◆ **WRITTEN PROBLEM**
Repeat the lines of the listing below verbatim, from the line with "Task: Indicate the shoulder" to the line with "(1243, 205)", both included.

◆ **Object pointing dataset rows**
____________

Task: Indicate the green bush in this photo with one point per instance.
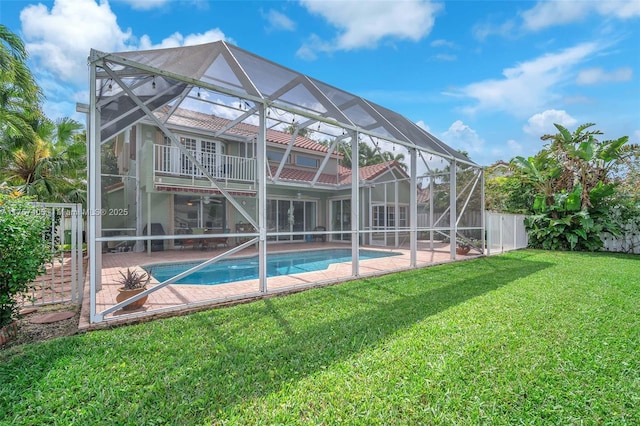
(23, 250)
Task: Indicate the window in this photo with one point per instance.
(247, 149)
(303, 160)
(275, 155)
(402, 216)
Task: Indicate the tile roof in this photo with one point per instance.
(199, 120)
(370, 172)
(189, 118)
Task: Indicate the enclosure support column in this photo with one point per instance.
(94, 189)
(262, 197)
(413, 207)
(431, 212)
(139, 227)
(453, 208)
(484, 222)
(355, 206)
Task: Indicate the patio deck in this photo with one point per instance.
(176, 298)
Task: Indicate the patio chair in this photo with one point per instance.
(319, 237)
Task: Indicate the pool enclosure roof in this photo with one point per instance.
(225, 75)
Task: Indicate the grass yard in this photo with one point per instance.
(529, 337)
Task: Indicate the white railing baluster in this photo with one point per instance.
(170, 161)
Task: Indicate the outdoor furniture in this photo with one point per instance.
(319, 237)
(215, 241)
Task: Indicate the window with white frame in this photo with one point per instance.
(306, 161)
(276, 156)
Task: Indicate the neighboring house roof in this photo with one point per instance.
(423, 195)
(499, 168)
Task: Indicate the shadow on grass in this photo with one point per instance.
(209, 362)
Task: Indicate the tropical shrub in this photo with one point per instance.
(574, 189)
(23, 250)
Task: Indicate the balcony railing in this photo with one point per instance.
(169, 160)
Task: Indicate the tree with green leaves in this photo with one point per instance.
(23, 251)
(51, 166)
(20, 96)
(573, 180)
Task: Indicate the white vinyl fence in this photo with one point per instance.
(64, 276)
(505, 232)
(628, 242)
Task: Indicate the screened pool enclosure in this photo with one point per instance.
(209, 152)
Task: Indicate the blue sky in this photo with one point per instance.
(486, 77)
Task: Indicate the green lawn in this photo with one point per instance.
(529, 337)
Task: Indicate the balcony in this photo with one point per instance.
(170, 161)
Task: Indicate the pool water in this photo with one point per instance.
(230, 270)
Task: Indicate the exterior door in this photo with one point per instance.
(341, 219)
(378, 223)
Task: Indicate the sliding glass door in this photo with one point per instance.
(341, 219)
(291, 216)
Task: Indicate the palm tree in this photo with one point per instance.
(52, 165)
(19, 94)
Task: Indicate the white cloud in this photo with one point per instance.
(365, 24)
(528, 86)
(462, 137)
(599, 75)
(146, 4)
(542, 123)
(424, 125)
(60, 40)
(279, 21)
(551, 13)
(445, 57)
(482, 31)
(443, 43)
(177, 39)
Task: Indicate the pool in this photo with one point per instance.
(246, 268)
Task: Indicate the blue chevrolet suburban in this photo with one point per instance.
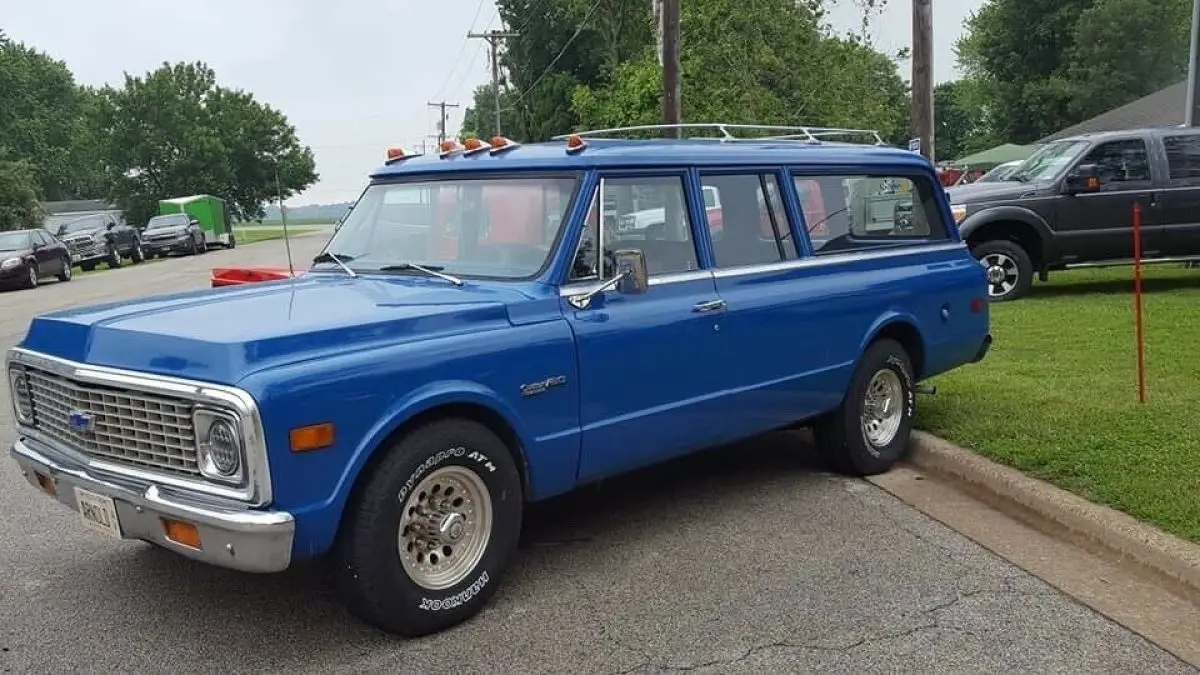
(489, 327)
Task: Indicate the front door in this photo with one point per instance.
(1098, 225)
(648, 363)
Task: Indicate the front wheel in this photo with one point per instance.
(432, 529)
(869, 432)
(1007, 267)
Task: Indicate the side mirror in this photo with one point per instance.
(901, 216)
(634, 278)
(1081, 179)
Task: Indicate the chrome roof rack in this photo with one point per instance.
(727, 132)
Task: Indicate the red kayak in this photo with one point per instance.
(239, 275)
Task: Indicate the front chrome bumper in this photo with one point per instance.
(231, 536)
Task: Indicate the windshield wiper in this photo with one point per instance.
(340, 258)
(432, 270)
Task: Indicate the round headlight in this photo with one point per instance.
(221, 451)
(22, 396)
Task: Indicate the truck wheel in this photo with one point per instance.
(430, 533)
(1008, 268)
(869, 431)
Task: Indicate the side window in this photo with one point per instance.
(1120, 161)
(747, 222)
(1183, 156)
(646, 213)
(852, 213)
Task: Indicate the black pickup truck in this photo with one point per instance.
(1071, 204)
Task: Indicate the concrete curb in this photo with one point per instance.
(1138, 542)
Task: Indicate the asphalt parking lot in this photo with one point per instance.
(744, 560)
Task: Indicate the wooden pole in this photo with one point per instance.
(923, 75)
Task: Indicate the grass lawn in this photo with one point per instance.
(1057, 394)
(252, 236)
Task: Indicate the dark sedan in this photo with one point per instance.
(27, 256)
(173, 233)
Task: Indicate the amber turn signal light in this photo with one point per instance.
(312, 437)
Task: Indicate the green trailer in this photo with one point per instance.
(211, 213)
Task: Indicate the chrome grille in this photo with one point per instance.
(126, 426)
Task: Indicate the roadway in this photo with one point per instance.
(738, 561)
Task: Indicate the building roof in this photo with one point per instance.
(665, 153)
(1165, 107)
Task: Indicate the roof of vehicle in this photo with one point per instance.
(1128, 132)
(635, 153)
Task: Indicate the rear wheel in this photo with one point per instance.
(1008, 269)
(869, 432)
(432, 529)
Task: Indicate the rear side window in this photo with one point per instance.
(1183, 156)
(748, 223)
(853, 213)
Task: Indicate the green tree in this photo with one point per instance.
(960, 125)
(41, 121)
(1125, 49)
(769, 63)
(174, 132)
(1041, 65)
(18, 196)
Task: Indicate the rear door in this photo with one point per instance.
(1179, 204)
(1098, 225)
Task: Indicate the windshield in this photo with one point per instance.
(999, 173)
(81, 225)
(166, 221)
(495, 227)
(1048, 161)
(15, 240)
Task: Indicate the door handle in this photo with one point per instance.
(708, 306)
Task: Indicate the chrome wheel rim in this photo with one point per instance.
(445, 527)
(1001, 272)
(882, 408)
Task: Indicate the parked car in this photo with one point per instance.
(1071, 205)
(101, 238)
(27, 256)
(472, 339)
(175, 233)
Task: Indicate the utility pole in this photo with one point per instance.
(442, 121)
(493, 39)
(923, 76)
(671, 89)
(1192, 117)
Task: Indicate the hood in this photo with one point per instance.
(999, 191)
(222, 335)
(79, 233)
(161, 232)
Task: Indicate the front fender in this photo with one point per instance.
(977, 220)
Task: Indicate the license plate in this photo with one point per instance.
(99, 513)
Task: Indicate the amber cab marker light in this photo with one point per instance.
(181, 532)
(312, 437)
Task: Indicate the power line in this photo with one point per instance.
(462, 49)
(552, 63)
(493, 39)
(442, 124)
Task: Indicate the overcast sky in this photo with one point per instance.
(354, 77)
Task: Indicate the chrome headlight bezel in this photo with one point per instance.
(207, 423)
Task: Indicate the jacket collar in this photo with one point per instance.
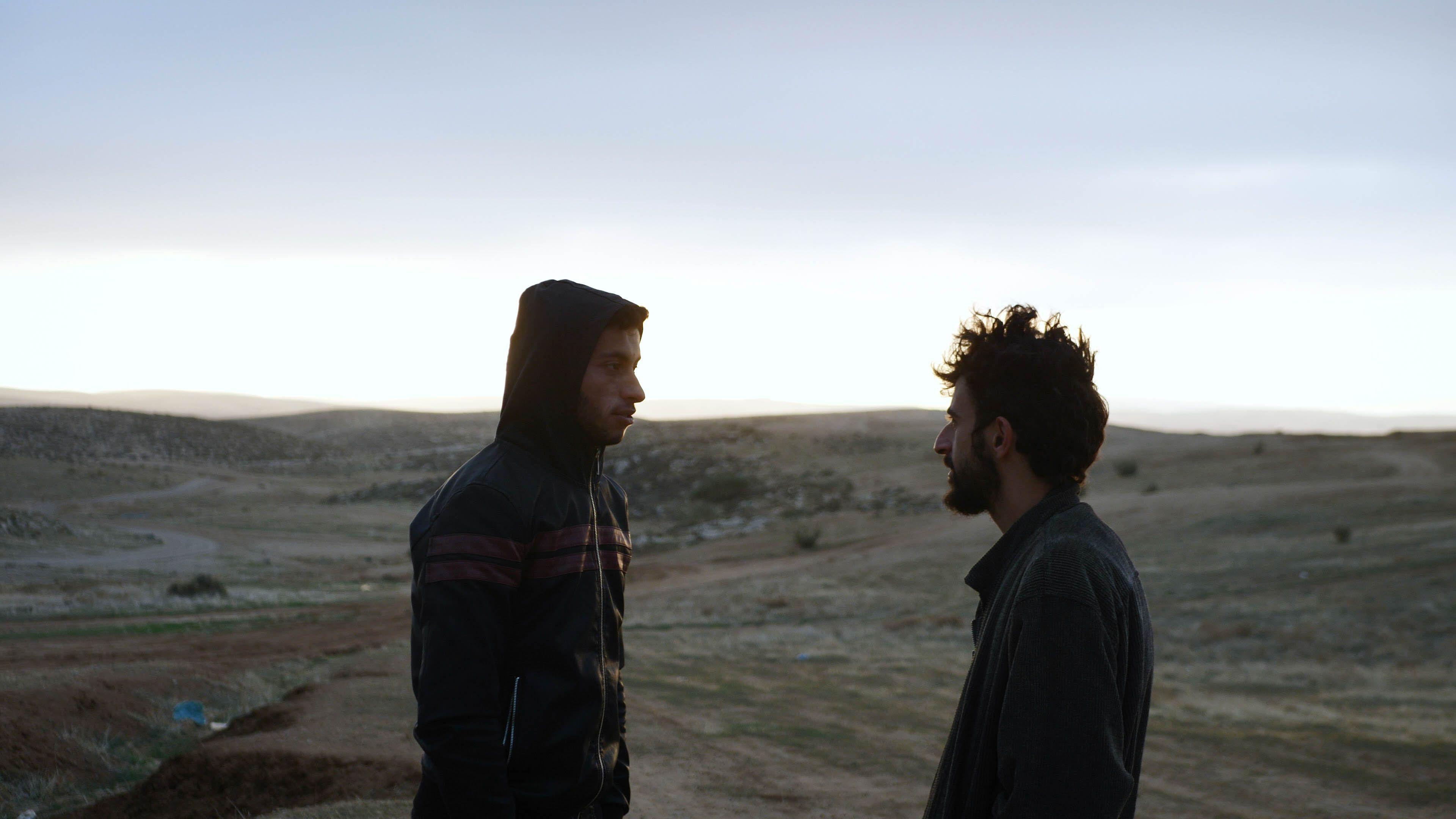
(986, 575)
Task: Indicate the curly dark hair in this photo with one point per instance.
(1037, 378)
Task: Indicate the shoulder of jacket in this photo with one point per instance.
(615, 487)
(494, 480)
(1074, 556)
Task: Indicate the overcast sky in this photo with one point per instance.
(1243, 205)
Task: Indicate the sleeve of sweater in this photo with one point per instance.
(1061, 734)
(466, 585)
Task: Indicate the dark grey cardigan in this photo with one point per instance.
(1055, 710)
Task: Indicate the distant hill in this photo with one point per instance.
(1292, 422)
(389, 432)
(477, 414)
(64, 433)
(165, 401)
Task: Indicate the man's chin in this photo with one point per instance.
(959, 503)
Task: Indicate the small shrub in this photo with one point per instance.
(807, 538)
(199, 586)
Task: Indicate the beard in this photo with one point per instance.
(974, 487)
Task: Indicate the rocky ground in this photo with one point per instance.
(1304, 591)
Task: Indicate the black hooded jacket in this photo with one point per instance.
(519, 563)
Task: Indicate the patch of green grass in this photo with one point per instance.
(173, 627)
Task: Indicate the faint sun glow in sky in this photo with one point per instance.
(1241, 203)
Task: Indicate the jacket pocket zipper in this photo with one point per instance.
(509, 738)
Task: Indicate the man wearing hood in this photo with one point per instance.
(519, 563)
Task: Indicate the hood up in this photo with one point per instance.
(557, 328)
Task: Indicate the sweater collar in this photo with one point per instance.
(986, 575)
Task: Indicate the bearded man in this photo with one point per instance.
(1055, 709)
(519, 581)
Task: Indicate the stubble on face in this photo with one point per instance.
(973, 486)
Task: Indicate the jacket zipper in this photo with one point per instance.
(602, 627)
(509, 738)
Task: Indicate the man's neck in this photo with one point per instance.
(1015, 499)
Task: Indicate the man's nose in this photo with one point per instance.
(635, 392)
(943, 442)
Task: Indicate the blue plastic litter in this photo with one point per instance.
(190, 710)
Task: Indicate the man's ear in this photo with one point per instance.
(1004, 438)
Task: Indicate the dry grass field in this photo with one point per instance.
(797, 623)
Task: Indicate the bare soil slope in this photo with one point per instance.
(1304, 591)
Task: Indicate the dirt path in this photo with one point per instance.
(178, 551)
(308, 633)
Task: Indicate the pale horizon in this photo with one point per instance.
(1244, 206)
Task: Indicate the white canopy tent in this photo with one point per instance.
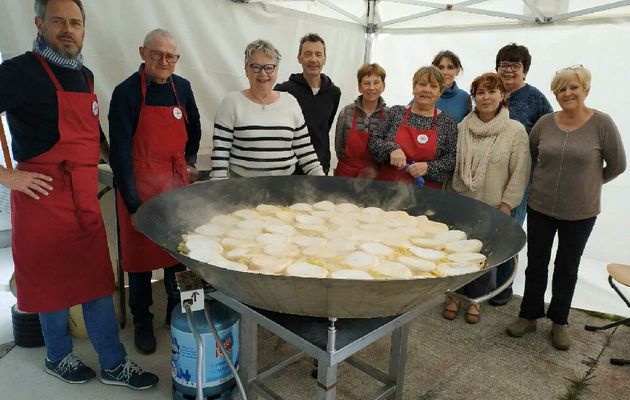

____________

◆ **RESPONSE TO THIS TASK**
Task: Indicate the shoulder of jacket in this photo with one point per instance.
(615, 487)
(494, 480)
(1074, 556)
Task: Indicate the overcast sky in this photo with one point per instance.
(1243, 205)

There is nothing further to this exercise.